Goal of the exercise
From the first entry to the last, copy each one exactly.

(Region pointing data)
+ + +

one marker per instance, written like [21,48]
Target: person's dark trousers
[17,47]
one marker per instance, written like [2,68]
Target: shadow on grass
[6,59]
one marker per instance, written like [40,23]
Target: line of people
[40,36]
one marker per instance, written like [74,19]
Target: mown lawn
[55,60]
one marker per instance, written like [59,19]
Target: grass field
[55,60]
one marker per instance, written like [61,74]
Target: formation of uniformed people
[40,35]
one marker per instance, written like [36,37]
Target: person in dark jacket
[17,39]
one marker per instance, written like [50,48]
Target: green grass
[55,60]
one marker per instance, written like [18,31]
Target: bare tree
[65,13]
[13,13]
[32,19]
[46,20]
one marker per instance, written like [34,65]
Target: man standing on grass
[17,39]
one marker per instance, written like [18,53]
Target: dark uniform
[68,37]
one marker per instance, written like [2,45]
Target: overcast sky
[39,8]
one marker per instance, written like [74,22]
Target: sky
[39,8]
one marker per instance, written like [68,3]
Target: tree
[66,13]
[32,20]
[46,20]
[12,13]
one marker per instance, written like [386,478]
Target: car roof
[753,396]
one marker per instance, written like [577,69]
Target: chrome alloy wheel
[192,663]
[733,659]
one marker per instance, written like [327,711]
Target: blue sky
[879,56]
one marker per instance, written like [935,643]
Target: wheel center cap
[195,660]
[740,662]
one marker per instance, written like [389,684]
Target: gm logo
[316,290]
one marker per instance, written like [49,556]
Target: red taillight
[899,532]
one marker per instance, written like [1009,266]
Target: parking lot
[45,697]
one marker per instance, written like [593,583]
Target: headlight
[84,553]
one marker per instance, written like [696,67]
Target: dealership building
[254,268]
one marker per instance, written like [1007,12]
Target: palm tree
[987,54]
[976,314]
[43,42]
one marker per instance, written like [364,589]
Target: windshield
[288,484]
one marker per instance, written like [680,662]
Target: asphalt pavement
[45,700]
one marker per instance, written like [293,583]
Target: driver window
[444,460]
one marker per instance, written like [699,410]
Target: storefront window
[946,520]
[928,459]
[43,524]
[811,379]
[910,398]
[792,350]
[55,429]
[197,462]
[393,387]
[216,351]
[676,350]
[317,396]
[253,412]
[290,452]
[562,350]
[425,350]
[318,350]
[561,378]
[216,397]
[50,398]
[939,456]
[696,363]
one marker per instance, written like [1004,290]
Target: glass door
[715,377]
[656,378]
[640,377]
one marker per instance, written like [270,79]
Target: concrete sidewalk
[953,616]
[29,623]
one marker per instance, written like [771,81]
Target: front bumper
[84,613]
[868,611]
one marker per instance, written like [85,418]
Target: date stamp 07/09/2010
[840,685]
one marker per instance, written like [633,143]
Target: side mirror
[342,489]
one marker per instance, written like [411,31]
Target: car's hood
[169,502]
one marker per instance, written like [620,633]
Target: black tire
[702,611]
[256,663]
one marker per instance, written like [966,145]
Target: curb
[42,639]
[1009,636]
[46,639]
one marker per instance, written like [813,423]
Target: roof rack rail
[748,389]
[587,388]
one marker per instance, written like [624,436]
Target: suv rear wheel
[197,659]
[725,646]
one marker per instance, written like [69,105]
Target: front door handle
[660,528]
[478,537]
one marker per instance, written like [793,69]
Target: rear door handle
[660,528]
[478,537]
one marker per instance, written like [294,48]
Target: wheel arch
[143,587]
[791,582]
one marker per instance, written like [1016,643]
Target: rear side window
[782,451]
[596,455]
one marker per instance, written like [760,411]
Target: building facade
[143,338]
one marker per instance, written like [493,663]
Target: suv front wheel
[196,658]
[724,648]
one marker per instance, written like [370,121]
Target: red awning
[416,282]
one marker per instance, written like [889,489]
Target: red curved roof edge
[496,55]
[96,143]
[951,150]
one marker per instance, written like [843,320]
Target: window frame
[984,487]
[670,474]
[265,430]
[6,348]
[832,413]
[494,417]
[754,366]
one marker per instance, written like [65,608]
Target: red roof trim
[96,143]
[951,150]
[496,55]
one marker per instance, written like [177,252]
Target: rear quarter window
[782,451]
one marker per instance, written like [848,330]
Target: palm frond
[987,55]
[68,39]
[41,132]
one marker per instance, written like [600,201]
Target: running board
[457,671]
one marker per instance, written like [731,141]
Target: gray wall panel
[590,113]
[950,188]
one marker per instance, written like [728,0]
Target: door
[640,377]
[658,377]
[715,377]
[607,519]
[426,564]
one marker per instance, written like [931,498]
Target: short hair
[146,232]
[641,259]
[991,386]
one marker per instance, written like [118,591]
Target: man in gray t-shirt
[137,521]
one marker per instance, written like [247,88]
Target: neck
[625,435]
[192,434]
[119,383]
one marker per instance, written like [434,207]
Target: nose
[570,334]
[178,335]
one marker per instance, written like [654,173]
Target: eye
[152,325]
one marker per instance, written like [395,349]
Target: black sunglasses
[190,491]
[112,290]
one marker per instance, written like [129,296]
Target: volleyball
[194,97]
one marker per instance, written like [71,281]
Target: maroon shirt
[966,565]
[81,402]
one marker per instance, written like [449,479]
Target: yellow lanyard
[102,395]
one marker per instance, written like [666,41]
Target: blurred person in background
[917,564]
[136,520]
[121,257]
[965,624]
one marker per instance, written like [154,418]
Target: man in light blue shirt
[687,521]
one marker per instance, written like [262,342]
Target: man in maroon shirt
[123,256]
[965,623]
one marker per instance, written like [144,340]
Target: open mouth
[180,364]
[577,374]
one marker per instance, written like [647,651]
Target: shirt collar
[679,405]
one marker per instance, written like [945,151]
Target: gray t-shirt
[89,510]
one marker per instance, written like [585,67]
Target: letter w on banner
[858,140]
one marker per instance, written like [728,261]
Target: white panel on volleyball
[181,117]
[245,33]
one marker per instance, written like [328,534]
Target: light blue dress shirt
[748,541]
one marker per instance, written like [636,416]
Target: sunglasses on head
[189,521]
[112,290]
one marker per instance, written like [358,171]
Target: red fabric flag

+ + +

Output for this task
one marker per instance, written like [21,48]
Target: person's dark trousers
[17,47]
one marker per instance, written like [2,68]
Target: shadow on grass
[6,59]
one marker per instance, written like [40,23]
Target: line of people
[40,36]
one marker per instance, written like [74,19]
Target: mown lawn
[55,60]
one marker per instance, written like [59,19]
Target: grass field
[55,60]
one marker per instance, written like [61,74]
Target: formation of uniformed people
[40,35]
one marker per instance, written like [36,37]
Target: person in dark jacket
[17,39]
one marker per instance, written like [50,48]
Target: green grass
[55,60]
one marker per instance, written like [18,31]
Target: bare tree
[65,13]
[13,13]
[32,19]
[46,20]
one marker per instance, written like [34,65]
Target: man standing on grass
[17,39]
one marker per instance, written like [18,53]
Target: dark uniform
[68,37]
one marker per instance, written like [2,45]
Target: overcast sky
[39,8]
one marker per instance, written like [74,22]
Target: sky
[39,8]
one marker per instance, written like [68,3]
Target: tree
[66,13]
[32,20]
[46,20]
[12,13]
one marker per instance, written like [386,478]
Target: car roof
[753,396]
one marker per instance, written like [577,69]
Target: chrome alloy wheel
[192,663]
[733,659]
one marker per instance, written like [327,711]
Target: blue sky
[879,56]
one marker per instance, written like [935,643]
Target: wheel center cap
[195,660]
[740,662]
one marker per instance, written like [389,684]
Target: gm logo
[316,290]
one marker per instance, written like [49,556]
Target: red taillight
[899,532]
one marker per instance, written like [1009,266]
Target: parking lot
[45,697]
one marker per instance, written like [593,583]
Target: headlight
[84,553]
one marker per instance, written like [696,67]
Target: dealership building
[254,268]
one marker per instance, written like [1007,12]
Target: palm tree
[987,54]
[976,314]
[43,42]
one marker per instance, written like [364,589]
Target: windshield
[288,484]
one marker per instance, written like [680,662]
Target: asphalt pavement
[45,700]
one marker per instance, written like [293,583]
Target: driver window
[444,460]
one marker per instance, written like [699,410]
Target: storefront window
[946,520]
[928,459]
[43,524]
[811,379]
[910,398]
[792,350]
[55,429]
[197,462]
[393,387]
[216,351]
[676,350]
[317,396]
[253,412]
[290,452]
[562,350]
[425,350]
[318,350]
[561,378]
[216,397]
[50,398]
[939,456]
[696,363]
one marker per instance, written like [1004,290]
Target: glass door
[715,377]
[656,378]
[640,377]
one marker per instance, written like [270,79]
Target: concrete sidewalk
[953,616]
[29,623]
one marker per instance, written like [771,81]
Target: front bumper
[84,613]
[868,611]
one marker per instance, written like [85,418]
Target: date stamp 07/09/2010
[840,685]
one marker per instance, written like [633,143]
Target: side mirror
[342,489]
one marker per instance, written like [411,31]
Target: car's hood
[169,502]
one marker per instance, written like [620,633]
Target: black tire
[702,611]
[256,663]
one marker per instance, written like [966,145]
Target: curb
[42,639]
[1009,636]
[46,639]
one marker per instance, written like [813,423]
Target: roof rack rail
[748,389]
[587,388]
one marker per instance, written like [624,436]
Target: suv rear wheel
[197,659]
[725,646]
one marker per instance, written like [69,105]
Target: front door handle
[660,528]
[478,537]
one marker per instance, written like [793,69]
Target: rear door handle
[660,528]
[478,537]
one marker per instance, written like [294,48]
Target: wheel arch
[143,587]
[791,582]
one marker per instance, written like [1016,643]
Target: rear side window
[782,451]
[596,455]
one marker per instance, written like [760,411]
Target: building facade
[143,338]
one marker per instance, written like [493,663]
Target: suv front wheel
[196,658]
[724,648]
one marker per instance, written like [370,121]
Target: red awning
[416,282]
one marker per instance, written like [889,489]
Target: red curved roof edge
[496,55]
[96,143]
[951,150]
one marker per instance, written like [843,320]
Target: window frame
[984,487]
[670,474]
[265,430]
[6,348]
[832,413]
[494,417]
[754,366]
one marker per instance, written like [65,608]
Target: red roof trim
[96,143]
[951,150]
[496,55]
one marker per instance, written like [177,252]
Target: rear quarter window
[782,451]
one marker per instance, written like [848,330]
Target: palm frond
[987,55]
[68,39]
[41,132]
one marker per instance, written like [600,201]
Target: running board
[457,671]
one marker per instance, written like [731,141]
Target: gray wall panel
[590,113]
[950,188]
one marker per instance, written like [728,0]
Target: door
[640,377]
[658,377]
[715,377]
[607,519]
[426,564]
one marker per instance, written like [931,498]
Target: short hair
[146,232]
[641,259]
[991,386]
one marker per instance, written like [118,591]
Target: man in gray t-shirt
[137,521]
one marker per instance, written like [247,88]
Target: neck
[625,435]
[192,434]
[119,383]
one marker per instance, written like [434,207]
Target: nose
[570,334]
[178,335]
one marker per instance, written like [654,173]
Target: eye
[152,325]
one marker per instance, written like [395,349]
Target: black sunglasses
[190,491]
[112,290]
one marker per instance, written like [129,296]
Target: volleyball
[194,97]
one marker per instance, written like [71,281]
Target: maroon shirt
[966,565]
[81,402]
one marker per instance, written like [449,479]
Target: yellow lanyard
[102,395]
one marker per instance, written like [666,41]
Target: blurred person in background
[917,564]
[136,520]
[121,257]
[965,624]
one marker per instance, written like [154,418]
Target: man in light blue shirt
[687,521]
one marker per instance, written like [262,342]
Target: man in maroon shirt
[123,256]
[965,623]
one marker per instance, written like [144,340]
Target: open mouth
[180,364]
[577,374]
one marker per instance, written like [647,651]
Target: shirt collar
[679,405]
one marker per instance, written like [945,151]
Target: gray t-shirt
[89,510]
one marker per instance, written like [585,67]
Target: letter w on banner
[858,140]
one marker per instance, written like [728,261]
Target: white panel on volleyball
[181,117]
[245,33]
one marker per instance, written like [328,534]
Target: light blue dress shirt
[748,541]
one marker per instance, written like [636,416]
Target: sunglasses on head
[189,521]
[112,290]
one marker per instance, written like [358,171]
Target: red fabric flag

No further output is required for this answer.